Record set:
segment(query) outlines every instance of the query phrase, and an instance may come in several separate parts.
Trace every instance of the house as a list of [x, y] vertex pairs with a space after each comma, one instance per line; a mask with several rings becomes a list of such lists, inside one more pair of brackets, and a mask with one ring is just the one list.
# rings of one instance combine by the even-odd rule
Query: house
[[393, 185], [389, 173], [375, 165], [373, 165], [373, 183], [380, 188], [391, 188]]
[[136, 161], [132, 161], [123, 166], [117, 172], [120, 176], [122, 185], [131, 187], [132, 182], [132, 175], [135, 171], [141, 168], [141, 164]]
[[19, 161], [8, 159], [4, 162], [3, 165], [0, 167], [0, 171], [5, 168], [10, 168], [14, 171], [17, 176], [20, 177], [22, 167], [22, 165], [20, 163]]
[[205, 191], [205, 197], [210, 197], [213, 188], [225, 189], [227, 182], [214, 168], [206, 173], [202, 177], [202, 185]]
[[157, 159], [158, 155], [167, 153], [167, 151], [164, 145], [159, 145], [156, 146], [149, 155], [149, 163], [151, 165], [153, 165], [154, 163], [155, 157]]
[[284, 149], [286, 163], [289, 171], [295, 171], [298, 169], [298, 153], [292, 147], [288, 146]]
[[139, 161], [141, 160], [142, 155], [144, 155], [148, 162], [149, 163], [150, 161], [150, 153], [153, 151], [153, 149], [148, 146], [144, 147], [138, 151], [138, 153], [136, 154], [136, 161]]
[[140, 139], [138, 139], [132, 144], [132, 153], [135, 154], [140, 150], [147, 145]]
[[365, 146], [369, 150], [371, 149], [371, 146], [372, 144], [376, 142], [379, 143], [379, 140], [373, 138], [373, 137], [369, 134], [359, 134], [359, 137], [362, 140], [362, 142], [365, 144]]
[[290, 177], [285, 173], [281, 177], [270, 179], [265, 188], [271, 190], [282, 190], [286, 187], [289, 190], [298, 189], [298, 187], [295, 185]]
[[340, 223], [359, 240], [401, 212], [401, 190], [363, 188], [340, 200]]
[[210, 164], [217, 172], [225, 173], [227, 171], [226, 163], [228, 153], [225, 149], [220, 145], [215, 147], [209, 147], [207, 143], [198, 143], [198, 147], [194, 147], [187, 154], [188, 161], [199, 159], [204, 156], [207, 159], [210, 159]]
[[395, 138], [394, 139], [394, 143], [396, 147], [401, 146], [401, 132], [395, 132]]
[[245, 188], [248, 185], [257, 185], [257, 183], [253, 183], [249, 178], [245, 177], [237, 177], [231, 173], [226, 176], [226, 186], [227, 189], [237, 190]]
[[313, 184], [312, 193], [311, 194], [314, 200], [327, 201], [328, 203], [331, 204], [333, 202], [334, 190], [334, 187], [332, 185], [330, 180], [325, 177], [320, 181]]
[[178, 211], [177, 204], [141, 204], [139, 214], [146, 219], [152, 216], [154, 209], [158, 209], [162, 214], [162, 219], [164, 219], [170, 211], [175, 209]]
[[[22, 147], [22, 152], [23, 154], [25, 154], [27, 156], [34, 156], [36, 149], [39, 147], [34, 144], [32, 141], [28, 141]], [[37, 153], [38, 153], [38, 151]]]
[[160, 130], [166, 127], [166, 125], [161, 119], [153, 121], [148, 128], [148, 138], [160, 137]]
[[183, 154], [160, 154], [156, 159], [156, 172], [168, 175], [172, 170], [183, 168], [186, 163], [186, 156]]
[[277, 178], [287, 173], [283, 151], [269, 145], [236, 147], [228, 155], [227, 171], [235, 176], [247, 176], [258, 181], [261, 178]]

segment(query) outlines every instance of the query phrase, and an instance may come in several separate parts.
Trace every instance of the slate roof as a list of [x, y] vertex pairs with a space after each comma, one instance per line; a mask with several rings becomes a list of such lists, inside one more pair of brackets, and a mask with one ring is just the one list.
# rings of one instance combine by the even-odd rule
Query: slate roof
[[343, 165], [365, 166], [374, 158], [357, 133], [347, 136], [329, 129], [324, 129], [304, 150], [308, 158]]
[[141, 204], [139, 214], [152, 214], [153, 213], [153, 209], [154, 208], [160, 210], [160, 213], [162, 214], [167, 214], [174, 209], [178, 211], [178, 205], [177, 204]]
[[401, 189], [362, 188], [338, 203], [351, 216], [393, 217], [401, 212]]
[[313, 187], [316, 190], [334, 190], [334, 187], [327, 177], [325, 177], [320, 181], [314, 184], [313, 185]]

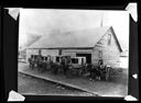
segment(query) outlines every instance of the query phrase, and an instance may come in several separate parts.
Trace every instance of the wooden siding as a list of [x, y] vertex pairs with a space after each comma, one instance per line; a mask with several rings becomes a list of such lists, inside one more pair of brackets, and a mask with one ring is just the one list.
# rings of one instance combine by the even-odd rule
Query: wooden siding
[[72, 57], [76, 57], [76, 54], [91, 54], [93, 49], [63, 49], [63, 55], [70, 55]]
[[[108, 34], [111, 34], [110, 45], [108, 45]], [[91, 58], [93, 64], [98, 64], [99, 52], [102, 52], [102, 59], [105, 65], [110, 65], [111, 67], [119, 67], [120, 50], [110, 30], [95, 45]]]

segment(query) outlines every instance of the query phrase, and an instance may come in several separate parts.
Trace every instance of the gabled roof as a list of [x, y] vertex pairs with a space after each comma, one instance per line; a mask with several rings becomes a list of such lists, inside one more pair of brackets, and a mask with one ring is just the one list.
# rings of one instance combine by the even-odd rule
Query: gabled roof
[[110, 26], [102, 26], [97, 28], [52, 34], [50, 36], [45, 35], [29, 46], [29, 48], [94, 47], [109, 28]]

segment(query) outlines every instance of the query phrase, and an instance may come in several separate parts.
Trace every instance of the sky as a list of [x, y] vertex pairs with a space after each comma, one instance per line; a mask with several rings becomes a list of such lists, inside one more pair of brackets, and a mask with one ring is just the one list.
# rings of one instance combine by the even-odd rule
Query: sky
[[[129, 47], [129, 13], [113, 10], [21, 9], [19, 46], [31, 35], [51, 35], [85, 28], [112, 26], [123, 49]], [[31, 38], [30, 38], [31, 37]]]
---
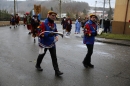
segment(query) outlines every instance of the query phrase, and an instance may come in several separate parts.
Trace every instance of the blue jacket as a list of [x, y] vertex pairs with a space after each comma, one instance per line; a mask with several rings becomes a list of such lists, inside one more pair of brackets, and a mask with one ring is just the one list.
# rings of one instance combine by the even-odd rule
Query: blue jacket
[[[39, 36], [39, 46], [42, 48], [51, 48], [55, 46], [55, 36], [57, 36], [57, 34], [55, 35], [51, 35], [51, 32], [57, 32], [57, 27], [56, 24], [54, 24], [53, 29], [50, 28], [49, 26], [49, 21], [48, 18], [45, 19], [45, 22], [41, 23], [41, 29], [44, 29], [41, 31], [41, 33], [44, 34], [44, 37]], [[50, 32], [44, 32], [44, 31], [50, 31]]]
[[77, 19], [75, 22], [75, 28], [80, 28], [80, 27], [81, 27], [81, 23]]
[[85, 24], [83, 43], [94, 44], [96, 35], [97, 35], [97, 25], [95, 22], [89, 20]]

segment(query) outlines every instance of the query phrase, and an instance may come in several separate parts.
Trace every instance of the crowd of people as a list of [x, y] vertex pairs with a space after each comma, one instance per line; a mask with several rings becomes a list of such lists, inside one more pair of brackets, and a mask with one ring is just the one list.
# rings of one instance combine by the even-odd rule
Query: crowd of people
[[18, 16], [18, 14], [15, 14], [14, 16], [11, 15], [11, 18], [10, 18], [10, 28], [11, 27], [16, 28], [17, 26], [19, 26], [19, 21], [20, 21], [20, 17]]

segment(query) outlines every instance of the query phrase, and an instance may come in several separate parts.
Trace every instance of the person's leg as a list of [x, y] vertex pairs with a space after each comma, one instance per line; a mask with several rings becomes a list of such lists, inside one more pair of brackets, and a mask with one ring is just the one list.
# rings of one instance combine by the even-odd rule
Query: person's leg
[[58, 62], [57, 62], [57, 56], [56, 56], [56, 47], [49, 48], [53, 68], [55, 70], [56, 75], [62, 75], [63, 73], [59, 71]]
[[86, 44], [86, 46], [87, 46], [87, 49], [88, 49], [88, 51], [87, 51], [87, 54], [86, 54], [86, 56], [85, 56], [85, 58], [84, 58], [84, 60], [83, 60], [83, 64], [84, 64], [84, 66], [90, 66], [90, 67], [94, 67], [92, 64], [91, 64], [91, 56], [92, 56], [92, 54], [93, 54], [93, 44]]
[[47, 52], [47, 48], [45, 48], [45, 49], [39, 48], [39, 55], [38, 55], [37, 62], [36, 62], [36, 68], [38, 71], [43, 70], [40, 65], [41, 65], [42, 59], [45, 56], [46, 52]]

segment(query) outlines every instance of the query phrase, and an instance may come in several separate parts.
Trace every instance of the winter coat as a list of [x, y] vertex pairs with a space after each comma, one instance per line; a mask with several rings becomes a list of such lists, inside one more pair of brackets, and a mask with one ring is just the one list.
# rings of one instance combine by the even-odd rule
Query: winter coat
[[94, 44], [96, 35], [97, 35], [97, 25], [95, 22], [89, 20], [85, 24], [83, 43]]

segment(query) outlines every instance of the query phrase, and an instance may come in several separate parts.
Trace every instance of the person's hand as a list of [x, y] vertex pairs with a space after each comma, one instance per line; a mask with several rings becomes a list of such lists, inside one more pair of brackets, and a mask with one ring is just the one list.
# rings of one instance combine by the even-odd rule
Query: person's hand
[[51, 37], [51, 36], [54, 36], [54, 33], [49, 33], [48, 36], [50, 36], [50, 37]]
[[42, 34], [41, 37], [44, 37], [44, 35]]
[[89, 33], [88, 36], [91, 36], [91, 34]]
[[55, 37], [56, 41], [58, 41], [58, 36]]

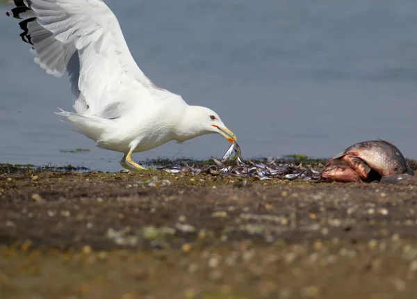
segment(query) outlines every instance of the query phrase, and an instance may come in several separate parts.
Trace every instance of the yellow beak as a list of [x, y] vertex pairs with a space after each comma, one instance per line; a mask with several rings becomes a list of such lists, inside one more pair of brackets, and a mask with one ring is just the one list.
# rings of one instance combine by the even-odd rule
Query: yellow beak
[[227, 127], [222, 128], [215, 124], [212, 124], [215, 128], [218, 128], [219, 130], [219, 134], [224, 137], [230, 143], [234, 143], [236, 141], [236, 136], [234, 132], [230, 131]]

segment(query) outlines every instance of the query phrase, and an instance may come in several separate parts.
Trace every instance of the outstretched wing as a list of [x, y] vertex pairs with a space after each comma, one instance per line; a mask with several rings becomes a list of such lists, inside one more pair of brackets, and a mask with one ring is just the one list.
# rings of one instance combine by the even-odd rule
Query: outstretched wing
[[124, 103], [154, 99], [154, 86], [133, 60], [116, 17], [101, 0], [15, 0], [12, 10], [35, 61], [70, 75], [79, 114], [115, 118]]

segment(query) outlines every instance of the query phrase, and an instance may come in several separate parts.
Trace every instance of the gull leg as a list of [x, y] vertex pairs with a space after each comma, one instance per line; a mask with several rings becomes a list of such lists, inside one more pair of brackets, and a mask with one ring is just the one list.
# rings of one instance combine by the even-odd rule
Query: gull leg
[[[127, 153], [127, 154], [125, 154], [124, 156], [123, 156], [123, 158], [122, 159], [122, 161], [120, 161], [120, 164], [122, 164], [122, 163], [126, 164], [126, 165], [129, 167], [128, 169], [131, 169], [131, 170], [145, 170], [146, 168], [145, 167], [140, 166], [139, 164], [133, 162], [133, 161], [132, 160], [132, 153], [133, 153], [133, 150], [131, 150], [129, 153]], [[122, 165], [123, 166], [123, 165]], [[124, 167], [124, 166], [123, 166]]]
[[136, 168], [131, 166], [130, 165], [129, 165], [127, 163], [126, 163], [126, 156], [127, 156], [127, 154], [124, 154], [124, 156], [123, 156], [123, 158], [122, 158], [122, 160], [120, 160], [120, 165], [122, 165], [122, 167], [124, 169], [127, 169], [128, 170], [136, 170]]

Your instructions: Show every line of the records that contains the string "gabled", matching case exactly.

Reply:
Trace every instance of the gabled roof as a list of [x, y] vertex pairs with a space after each comma, one instance per line; a mask with several rings becomes a list of such lists, inside one more pair of brackets, and a mask with one ring is just the one list.
Query: gabled roof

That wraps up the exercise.